Consigne 1:
Recopiez le passage du texte sur la reconnaissance faciale compris entre « Grâce aux logiciels » et « logiciel pensait être. », ces deux bornes incluses.
Consigne 2:
D'après le texte sur la reconnaissance faciale, quel pourcentage d'erreurs Big Brother Watch a-t-elle relevé pour le dispositif de la police du sud du Pays de Galles ?

Extrait source:
Les caméras de surveillance font partie du paysage urbain. Parcs, intersections de rues et réseaux de transports en commun en sont équipés au nom de la lutte contre la criminalité. Dans les grandes agglomérations comme Londres, elles se comptent par milliers, produisant des quantités d’images faramineuses, dont la grande majorité, pixélisées et sans intérêt, passe à la trappe.

Les dernières avancées du machine learning (” apprentissage automatique “) ont permis de concevoir des logiciels capables de scanner les traits distinctifs du visage sur les photos ou les vidéos avec un taux de réussite bien supérieur à ce que pouvaient faire les technologies disponibles jusqu’à présent. Il est désormais possible pour les machines de pister un nombre considérable de personnes au fil de leurs déplacements dans l’espace public, une tâche qui aurait été bien trop coûteuse si elle avait été confiée à des humains.

Grâce aux logiciels de reconnaissance, le visage se transforme en code-barres et les caméras en scanners, enregistrant automatiquement toute personne qui passe devant leur objectif. Les forces de l’ordre ne se servent pas encore de ces technologies dernier cri à grande échelle et leurs logiciels de reconnaissance faciale sont réputés pour leur fiabilité approximative.

L’association de défense de la vie privée Big Brother Watch s’est intéressée à l’efficacité du dispositif de reconnaissance faciale utilisé par la police du sud du Pays de Galles lors de manifestations publiques pendant les deux dernières années. Elle a relevé un pourcentage d’erreurs de 91 %. Autrement dit, sur 100 personnes repérées par le dispositif, seules neuf étaient vraiment celles que le logiciel pensait être.

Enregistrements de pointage
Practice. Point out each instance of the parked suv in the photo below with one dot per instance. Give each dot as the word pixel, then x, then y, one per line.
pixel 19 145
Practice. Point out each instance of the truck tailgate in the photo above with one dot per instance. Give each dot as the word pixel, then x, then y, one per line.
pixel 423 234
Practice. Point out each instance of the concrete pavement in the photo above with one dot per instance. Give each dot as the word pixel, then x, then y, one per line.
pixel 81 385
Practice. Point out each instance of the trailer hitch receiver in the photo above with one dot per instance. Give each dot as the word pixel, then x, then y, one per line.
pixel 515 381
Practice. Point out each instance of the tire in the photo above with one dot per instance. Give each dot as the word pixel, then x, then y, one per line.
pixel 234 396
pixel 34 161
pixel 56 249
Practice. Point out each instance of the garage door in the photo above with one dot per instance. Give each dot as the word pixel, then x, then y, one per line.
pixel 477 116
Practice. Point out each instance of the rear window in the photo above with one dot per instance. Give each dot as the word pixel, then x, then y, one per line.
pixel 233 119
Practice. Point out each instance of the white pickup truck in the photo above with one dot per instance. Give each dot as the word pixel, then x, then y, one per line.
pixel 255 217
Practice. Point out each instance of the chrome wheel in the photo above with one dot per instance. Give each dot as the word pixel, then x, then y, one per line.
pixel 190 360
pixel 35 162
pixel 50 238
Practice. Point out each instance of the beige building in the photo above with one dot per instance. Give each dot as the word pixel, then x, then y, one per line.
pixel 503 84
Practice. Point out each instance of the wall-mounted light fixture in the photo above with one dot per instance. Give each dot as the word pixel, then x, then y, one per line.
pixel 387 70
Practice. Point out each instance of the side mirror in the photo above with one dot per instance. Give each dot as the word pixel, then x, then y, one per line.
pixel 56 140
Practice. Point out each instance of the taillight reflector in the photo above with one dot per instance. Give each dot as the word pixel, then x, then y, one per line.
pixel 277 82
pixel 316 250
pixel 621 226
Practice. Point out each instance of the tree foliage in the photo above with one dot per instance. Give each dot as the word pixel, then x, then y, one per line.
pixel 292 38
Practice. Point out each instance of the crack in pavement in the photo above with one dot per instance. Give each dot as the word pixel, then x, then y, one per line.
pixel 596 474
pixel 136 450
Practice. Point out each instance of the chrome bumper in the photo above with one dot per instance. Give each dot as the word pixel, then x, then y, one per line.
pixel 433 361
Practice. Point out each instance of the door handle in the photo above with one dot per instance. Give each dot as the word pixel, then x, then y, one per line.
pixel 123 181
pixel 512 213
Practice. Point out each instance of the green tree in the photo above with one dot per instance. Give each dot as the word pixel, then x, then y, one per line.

Corrigé 1:
Grâce aux logiciels de reconnaissance, le visage se transforme en code-barres et les caméras en scanners, enregistrant automatiquement toute personne qui passe devant leur objectif. Les forces de l’ordre ne se servent pas encore de ces technologies dernier cri à grande échelle et leurs logiciels de reconnaissance faciale sont réputés pour leur fiabilité approximative.

L’association de défense de la vie privée Big Brother Watch s’est intéressée à l’efficacité du dispositif de reconnaissance faciale utilisé par la police du sud du Pays de Galles lors de manifestations publiques pendant les deux dernières années. Elle a relevé un pourcentage d’erreurs de 91 %. Autrement dit, sur 100 personnes repérées par le dispositif, seules neuf étaient vraiment celles que le logiciel pensait être.

Corrigé 2:
Un pourcentage d'erreurs de 91 %.